Et le type de snobisme le plus commun qui existe aujourd'hui est le snobisme au niveau professionnel. On le rencontre après seulement quelques minutes à une fête, quand on vous pose cette célèbre question du 21e siècle, «  Qu'est ce que vous faites ?  » Et selon votre réponse à cette question, les gens sont soit heureux de vous rencontrer, ou ils regardent leurs montres et s'excusent.

L'opposé d'un snob c'est votre mère. Pas nécessairement votre mère, ni la mienne. Mais, en fait, la mère idéale. Quelqu'un qui ne se préoccupe pas de vos accomplissements.

De Botton fait bien de préciser qu'il parle d'une mère idéale, car la plupart des mères1 sont tombées aussi dans le piège de l'anxiété de statut et élaborent des plans de carrière pour leurs rejetons dès leur plus tendre enfance, souvent sans prendre la peine de leur demander leur avis.

Cependant Alain de Botton a tort quand il dit qu'il s'agit d'un phénomène récent. En effet, pendant ma tentative de manger tout le paquet de madeleines, quand je terminais Sodome et Gomorrhe, j'ai trouvé ça :

"… On voit bien qu'il faut que vous n'ayez rien à faire", ajoutait-il en se frottant les mains. Sans doute parlait-il ainsi par mécontentement de ne pas être invité, et aussi à cause de la satisfaction qu'ont les "hommes occupés" – fût-ce par le travail le plus sot – "de ne pas avoir le temps" de faire ce que vous faites.

Données extraites:
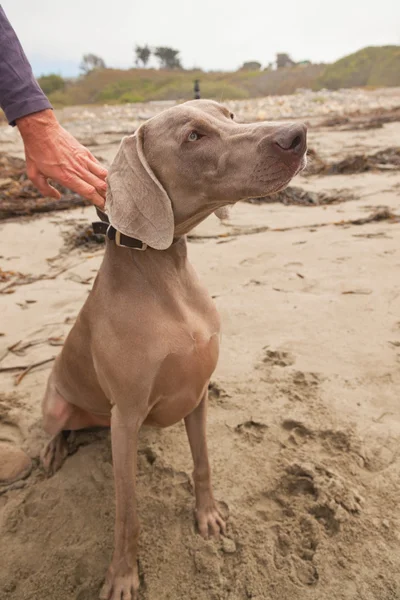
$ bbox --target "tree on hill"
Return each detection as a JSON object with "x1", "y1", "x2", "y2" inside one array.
[
  {"x1": 276, "y1": 52, "x2": 296, "y2": 69},
  {"x1": 154, "y1": 46, "x2": 182, "y2": 69},
  {"x1": 135, "y1": 44, "x2": 151, "y2": 68},
  {"x1": 240, "y1": 60, "x2": 261, "y2": 71},
  {"x1": 79, "y1": 54, "x2": 106, "y2": 75}
]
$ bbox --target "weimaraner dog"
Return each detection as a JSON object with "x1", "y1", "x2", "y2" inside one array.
[{"x1": 42, "y1": 100, "x2": 306, "y2": 600}]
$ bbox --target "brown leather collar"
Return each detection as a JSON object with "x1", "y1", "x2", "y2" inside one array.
[{"x1": 92, "y1": 207, "x2": 147, "y2": 252}]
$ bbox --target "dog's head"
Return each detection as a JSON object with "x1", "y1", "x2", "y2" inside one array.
[{"x1": 106, "y1": 100, "x2": 307, "y2": 250}]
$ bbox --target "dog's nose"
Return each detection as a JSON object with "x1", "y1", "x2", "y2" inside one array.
[{"x1": 274, "y1": 123, "x2": 307, "y2": 156}]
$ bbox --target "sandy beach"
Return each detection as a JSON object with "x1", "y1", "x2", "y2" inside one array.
[{"x1": 0, "y1": 89, "x2": 400, "y2": 600}]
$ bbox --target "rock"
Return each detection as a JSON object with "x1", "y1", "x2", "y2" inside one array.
[{"x1": 222, "y1": 537, "x2": 236, "y2": 554}]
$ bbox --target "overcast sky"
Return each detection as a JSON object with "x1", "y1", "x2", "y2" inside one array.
[{"x1": 0, "y1": 0, "x2": 400, "y2": 76}]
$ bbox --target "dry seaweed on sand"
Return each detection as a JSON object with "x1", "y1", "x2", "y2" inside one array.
[
  {"x1": 0, "y1": 152, "x2": 89, "y2": 220},
  {"x1": 303, "y1": 146, "x2": 400, "y2": 176},
  {"x1": 247, "y1": 186, "x2": 354, "y2": 206},
  {"x1": 318, "y1": 106, "x2": 400, "y2": 131}
]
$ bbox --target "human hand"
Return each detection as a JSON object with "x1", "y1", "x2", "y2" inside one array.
[{"x1": 16, "y1": 109, "x2": 107, "y2": 208}]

Travail demandé:
Redonnez mot pour mot tout le passage sur le snobisme, du début à la fin.

Réponse complète:
Et le type de snobisme le plus commun qui existe aujourd'hui est le snobisme au niveau professionnel. On le rencontre après seulement quelques minutes à une fête, quand on vous pose cette célèbre question du 21e siècle, «  Qu'est ce que vous faites ?  » Et selon votre réponse à cette question, les gens sont soit heureux de vous rencontrer, ou ils regardent leurs montres et s'excusent.

L'opposé d'un snob c'est votre mère. Pas nécessairement votre mère, ni la mienne. Mais, en fait, la mère idéale. Quelqu'un qui ne se préoccupe pas de vos accomplissements.

De Botton fait bien de préciser qu'il parle d'une mère idéale, car la plupart des mères1 sont tombées aussi dans le piège de l'anxiété de statut et élaborent des plans de carrière pour leurs rejetons dès leur plus tendre enfance, souvent sans prendre la peine de leur demander leur avis.

Cependant Alain de Botton a tort quand il dit qu'il s'agit d'un phénomène récent. En effet, pendant ma tentative de manger tout le paquet de madeleines, quand je terminais Sodome et Gomorrhe, j'ai trouvé ça :

"… On voit bien qu'il faut que vous n'ayez rien à faire", ajoutait-il en se frottant les mains. Sans doute parlait-il ainsi par mécontentement de ne pas être invité, et aussi à cause de la satisfaction qu'ont les "hommes occupés" – fût-ce par le travail le plus sot – "de ne pas avoir le temps" de faire ce que vous faites.